|Breads from around the World:
How to Plan a
Five Lesson Curriculum for Primary Grades
Tobey Cho Bassoff
In this article, I take you on
a journey of my planning and decision making process as I developed
a thematic unit on bread for all of my students. Bread provides
multiple entry points for teaching and implementing ESL strategies;
therefore I focused the following five lessons around the unifying
theme of international diversity and multiculturalism. For the purpose
of this article, I have organized the process as follows:
Through each step in my plan, reflection will be evident. As I
adapted to the needs of the students, I learn that revision is an
inevitable part of reflection and what I do naturally as a teacher.
When I set out to design integrated lessons around a unifying theme,
I know that I have to identify the context and scope of the lessons
first. The decision to pursue a mini-unit within the larger thematic
unit of bread was obvious for me. I had a set curriculum around
bread and I decided to deepen the content of the unit with three
lessons developing a particular aspect of bread. Given the rich
diversity of my class, it was clear to me that I wanted to connect
their own experiences with bread to a global notion of bread.
What remained unclear, although I did not know it at the time,
was the scope of the lessons and what was feasible given the limited
time I had. At this stage, I felt somewhat confident that I could
plan three lessons that would introduce students to the questions
of "what makes bread different?" and "why was that difference important?"
They would then be able to answer those questions and apply their
new knowledge by the end of the third lesson. However, the unit
took me five lessons to lead the students to the threshold of their
own understanding, and I was still in the process of refining it
during the fifth lesson. Nevertheless, we will push on with how
I made this discovery later, for now I will go to the second stage
of the planning process.
· · · ·
* **To be done**:
**a.** In the bread unit article, how many lessons did it take the author to lead the students to the threshold of their own understanding?
**b.** Say whether each statement agrees with the bread unit article, and quote the words from it that decide each one.
(i) The author decided to deepen the bread unit with three lessons on a particular aspect of bread.
(ii) The scope of the lessons was clear to the author from the start.
(iii) The author had finished refining the unit before the fifth lesson.
**c.** Rewrite the paragraph of the bread unit article that begins "What remained unclear" as a short bulleted list that keeps its main facts.

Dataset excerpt
· · · ·
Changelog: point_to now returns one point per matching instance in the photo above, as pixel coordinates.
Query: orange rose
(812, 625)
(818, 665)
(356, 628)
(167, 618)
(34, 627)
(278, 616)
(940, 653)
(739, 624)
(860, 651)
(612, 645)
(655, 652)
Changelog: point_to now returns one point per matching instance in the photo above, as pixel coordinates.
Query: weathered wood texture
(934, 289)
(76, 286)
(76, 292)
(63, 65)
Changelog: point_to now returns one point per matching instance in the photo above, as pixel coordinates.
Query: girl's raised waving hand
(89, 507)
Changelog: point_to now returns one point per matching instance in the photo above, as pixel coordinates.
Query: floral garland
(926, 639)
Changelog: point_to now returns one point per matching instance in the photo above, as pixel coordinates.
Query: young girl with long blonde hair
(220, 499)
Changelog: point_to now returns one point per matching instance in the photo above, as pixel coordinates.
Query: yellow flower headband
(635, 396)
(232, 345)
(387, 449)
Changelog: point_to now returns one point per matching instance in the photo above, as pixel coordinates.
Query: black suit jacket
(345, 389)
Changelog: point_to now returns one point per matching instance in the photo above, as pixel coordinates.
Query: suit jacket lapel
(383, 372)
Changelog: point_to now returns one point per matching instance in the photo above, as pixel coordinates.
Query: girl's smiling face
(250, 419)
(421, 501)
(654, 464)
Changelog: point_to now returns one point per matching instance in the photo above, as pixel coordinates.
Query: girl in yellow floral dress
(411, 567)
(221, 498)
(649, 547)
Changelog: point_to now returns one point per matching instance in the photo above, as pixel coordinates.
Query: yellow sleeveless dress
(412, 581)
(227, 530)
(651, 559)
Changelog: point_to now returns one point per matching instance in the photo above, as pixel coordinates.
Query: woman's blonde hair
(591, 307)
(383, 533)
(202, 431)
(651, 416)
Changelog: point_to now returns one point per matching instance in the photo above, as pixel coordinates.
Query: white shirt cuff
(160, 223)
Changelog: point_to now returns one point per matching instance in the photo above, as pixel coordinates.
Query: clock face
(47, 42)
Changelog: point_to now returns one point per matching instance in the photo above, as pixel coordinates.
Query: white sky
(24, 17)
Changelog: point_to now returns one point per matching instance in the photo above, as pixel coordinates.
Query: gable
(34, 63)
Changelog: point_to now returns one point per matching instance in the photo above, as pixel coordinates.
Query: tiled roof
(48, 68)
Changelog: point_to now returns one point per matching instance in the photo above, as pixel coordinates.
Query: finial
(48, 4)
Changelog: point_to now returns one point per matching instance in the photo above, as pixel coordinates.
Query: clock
· · · ·
* **Problem solutions**:
**a.** Five lessons.

**b.**
(i) Yes: "I decided to deepen the content of the unit with three lessons developing a particular aspect of bread"
(ii) No: "What remained unclear, although I did not know it at the time, was the scope of the lessons"
(iii) No: "I was still in the process of refining it during the fifth lesson"

**c.**
- The scope of the lessons, and what was feasible in the limited time, was unclear, though the author did not know it then.
- The author felt fairly confident about planning three lessons on "what makes bread different?" and "why was that difference important?"
- Students were expected to answer those questions and apply their new knowledge by the end of the third lesson.
- Instead, the unit took five lessons to lead students to the threshold of their own understanding.
- The author was still refining the unit during the fifth lesson.
- How this was discovered is left for later; the author next turns to the second stage of planning.